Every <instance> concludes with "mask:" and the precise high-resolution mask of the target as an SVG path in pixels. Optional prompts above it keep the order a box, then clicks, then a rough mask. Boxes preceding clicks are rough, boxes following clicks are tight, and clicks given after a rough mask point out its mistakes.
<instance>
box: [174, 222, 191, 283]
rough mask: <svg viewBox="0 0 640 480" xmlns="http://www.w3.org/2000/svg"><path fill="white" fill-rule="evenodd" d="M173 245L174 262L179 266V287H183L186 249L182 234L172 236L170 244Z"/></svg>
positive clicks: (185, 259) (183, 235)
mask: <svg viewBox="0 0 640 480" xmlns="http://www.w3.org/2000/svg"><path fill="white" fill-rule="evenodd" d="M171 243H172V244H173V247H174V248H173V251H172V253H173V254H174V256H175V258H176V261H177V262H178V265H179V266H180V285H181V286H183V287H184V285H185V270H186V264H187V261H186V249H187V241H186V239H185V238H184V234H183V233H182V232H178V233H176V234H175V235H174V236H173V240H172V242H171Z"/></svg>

* * *

**Task description:** The required response is a complete, exact copy of the records.

**Reply:**
Every <instance> concludes with "mask:" and the precise high-resolution mask of the target as an SVG path in pixels. Optional prompts above it keep the order a box, then clicks, then a rough mask. Boxes preceding clicks are rough, boxes following clicks are tight, and clicks given after a rough mask point out its mistakes.
<instance>
box: [174, 222, 191, 283]
rough mask: <svg viewBox="0 0 640 480" xmlns="http://www.w3.org/2000/svg"><path fill="white" fill-rule="evenodd" d="M173 245L174 262L179 266V287H183L186 249L182 234L172 236L170 244Z"/></svg>
positive clicks: (185, 259) (183, 235)
mask: <svg viewBox="0 0 640 480" xmlns="http://www.w3.org/2000/svg"><path fill="white" fill-rule="evenodd" d="M171 243H172V244H173V247H174V248H173V251H172V253H173V254H174V256H175V258H176V261H177V262H178V265H179V266H180V285H181V286H183V287H184V285H185V270H186V264H187V261H186V249H187V241H186V239H185V238H184V234H183V233H182V232H178V233H176V234H175V235H174V236H173V240H172V242H171Z"/></svg>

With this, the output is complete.